* TEXT SECTION
◇ ◇ ◇ ◇

Sheehy was awarded a Bronze Star with “V” for Valor and a Purple Heart for two separate incidents during his time serving as a SEAL in Afghanistan. The Purple Heart was awarded after he was knocked unconscious by an improvised explosive device blast, according to a local news report.
A former teammate recalled Sheehy saying he was struck by a ricochet bullet while they were serving together in 2012. That person, who was interviewed at the request of the Sheehy campaign, spoke on the condition of anonymity because he is a military reservist and said he was not authorized to talk to the media. Other service members who served with Sheehy in Afghanistan either declined to comment or could not recall him discussing a gunshot wound.
Watkins, Sheehy’s lawyer, previously argued Sheehy could not have accidentally discharged the Colt .45 by dropping the gun in 2015 because “doing so is not possible based on the design of the weapon’s firing mechanism.”
Rick Vasquez, a firearms expert and former Bureau of Alcohol, Tobacco, Firearms and Explosives official, said it would indeed be “very unlikely” for that weapon to misfire when dropped as Sheehy told the ranger.
Sheehy has campaigned in part on his experience as a combat veteran, saying the Biden administration’s chaotic withdrawal from Afghanistan in 2021 inspired him to run.
Sheehy was handpicked to run by Sen. Steve Daines (R-Mont.), the National Republican Senatorial Committee chair who helped to effectively clear the primary field for the wealthy businessman and veteran who he believed was best positioned to defeat Tester. Rep. Matt Rosendale (R-Mont.) dropped out of the race in February following former president Donald Trump’s endorsement of Sheehy.
Daines and other prominent Montana Republicans defended Sheehy last week following the initial Post report.
Daines said veterans in the state are “outraged” by news coverage of the incident that he described as attacking an “American hero.”
“Tim Sheehy is only strengthening,” he said. “The guy is a Purple Heart American war hero.”
Daines said it was up to Sheehy whether he should release the medical records from the hospital.
“That’s his decision to sort that out,” Daines said of whether to release medical records.

◇ ◇ ◇ ◇

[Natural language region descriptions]

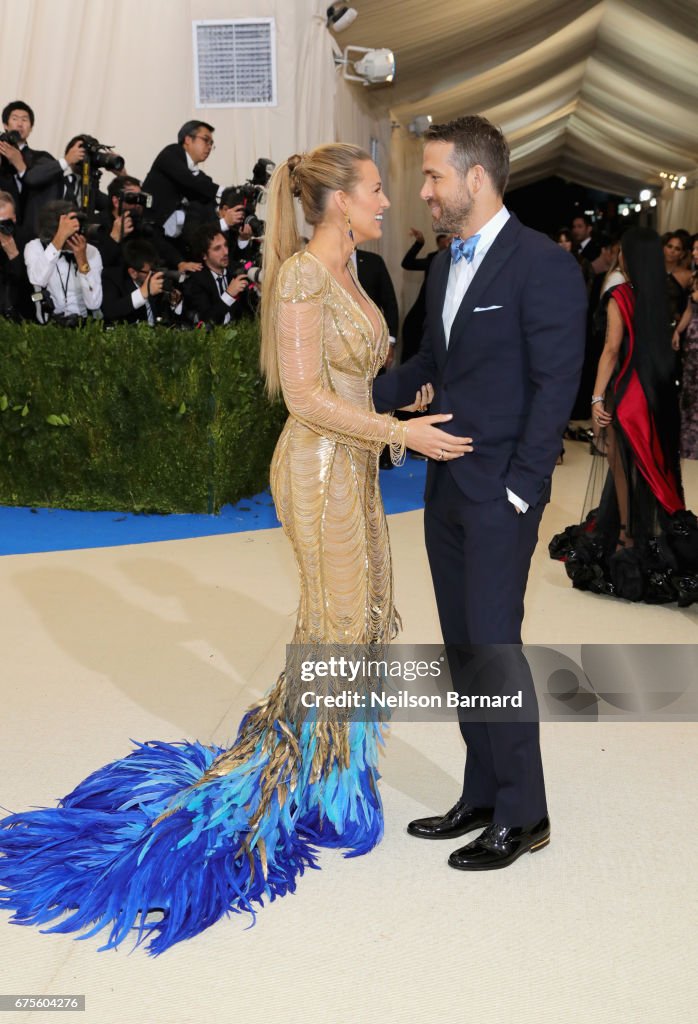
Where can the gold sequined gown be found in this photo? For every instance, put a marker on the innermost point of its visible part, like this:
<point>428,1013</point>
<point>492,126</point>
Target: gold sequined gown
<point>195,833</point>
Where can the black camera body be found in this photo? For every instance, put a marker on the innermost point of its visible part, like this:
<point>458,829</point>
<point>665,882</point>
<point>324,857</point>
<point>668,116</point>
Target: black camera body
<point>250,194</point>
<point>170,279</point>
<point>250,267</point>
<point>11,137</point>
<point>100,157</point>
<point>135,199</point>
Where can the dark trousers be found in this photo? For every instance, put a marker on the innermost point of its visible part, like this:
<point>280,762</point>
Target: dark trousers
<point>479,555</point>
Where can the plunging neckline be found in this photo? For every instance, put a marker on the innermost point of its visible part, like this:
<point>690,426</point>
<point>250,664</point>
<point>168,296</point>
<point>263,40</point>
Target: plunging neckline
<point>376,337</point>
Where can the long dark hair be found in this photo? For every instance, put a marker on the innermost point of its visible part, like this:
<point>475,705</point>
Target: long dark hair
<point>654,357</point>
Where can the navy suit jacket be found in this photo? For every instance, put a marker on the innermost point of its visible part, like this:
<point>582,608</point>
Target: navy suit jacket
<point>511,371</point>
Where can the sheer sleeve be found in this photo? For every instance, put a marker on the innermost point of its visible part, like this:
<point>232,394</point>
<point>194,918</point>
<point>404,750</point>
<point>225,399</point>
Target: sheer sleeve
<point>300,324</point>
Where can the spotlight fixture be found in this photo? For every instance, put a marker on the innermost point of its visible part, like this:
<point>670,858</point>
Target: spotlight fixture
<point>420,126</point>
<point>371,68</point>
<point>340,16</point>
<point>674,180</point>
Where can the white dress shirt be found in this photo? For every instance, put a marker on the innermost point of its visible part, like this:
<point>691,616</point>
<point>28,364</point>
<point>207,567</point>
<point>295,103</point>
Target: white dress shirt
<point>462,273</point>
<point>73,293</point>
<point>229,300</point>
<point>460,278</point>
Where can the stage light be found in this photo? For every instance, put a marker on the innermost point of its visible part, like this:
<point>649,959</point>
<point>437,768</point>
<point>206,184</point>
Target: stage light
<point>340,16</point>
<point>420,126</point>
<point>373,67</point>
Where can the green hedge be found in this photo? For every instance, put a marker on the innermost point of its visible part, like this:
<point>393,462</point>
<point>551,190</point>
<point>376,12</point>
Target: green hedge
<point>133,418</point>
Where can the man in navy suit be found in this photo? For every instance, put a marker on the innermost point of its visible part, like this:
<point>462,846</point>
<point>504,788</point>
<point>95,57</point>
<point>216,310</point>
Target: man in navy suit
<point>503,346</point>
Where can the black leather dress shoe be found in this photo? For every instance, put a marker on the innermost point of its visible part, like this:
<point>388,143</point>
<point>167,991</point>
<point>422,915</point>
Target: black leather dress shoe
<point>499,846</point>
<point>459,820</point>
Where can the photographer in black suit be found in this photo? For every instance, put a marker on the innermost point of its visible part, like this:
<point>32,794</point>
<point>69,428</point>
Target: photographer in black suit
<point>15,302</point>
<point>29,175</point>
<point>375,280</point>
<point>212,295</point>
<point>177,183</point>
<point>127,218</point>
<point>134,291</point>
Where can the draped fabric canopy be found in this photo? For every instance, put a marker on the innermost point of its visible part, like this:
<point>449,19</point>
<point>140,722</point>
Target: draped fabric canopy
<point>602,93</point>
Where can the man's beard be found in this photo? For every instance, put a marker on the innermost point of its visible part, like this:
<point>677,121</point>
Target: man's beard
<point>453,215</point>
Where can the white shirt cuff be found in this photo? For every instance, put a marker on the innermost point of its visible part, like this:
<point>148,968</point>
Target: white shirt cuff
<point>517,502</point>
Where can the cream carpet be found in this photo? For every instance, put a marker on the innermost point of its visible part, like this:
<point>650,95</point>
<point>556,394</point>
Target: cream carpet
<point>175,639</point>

◇ ◇ ◇ ◇

* WORK TO BE COMPLETED
Resume the article about Tim Sheehy's military service and Senate campaign, starting right after its final sentence.

* OUTPUT OF THE EXERCISE
Rep. Ryan Zinke (R-Mont.), who is also a former Navy SEAL and Sheehy supporter, noted that Sheehy already has a Purple Heart from a separate action in Afghanistan and that he believed veterans and service members would not have any concerns about the story. Zinke said it was Sheehy’s decision whether to release his records from his ER visit.
“I released my entire record and they were shocked on what an outstanding record looks like,” Zinke said of his 2014 House race, when he released military records after facing questions about his years serving in SEAL Team 6.
While Daines and other Republicans backed Sheehy, some have said the story has exacerbated tensions among Rosendale supporters in the state who resented Rosendale’s exit from the Senate race.
Rosendale lost to Tester in 2018 but nonetheless had a passionate following among some grass-roots conservatives in Montana.
“There was a lot of hostility from Rosendale supporters toward Sheehy and these kinds of stories about Sheehy are not going to help heal that rift,” said Matthew Monforton, a former Republican member of the Montana state legislature who broke with the party and is now a libertarian. “There’s a real fear that Sheehy was not vetted well.”
Brad Johnson, the former secretary of state of Montana and Sheehy challenger in the June Republican primary, slammed Sheehy in a statement provided to a local TV outlet. “This is what you get when a couple of DC insiders like Mitch McConnell and Steve Daines anoint an unknown, untested and unvetted candidate and then dictate to Montana Republicans who their nominee to the United States Senate is going to be,” he said.
Leigh Ann Caldwell contributed to this report.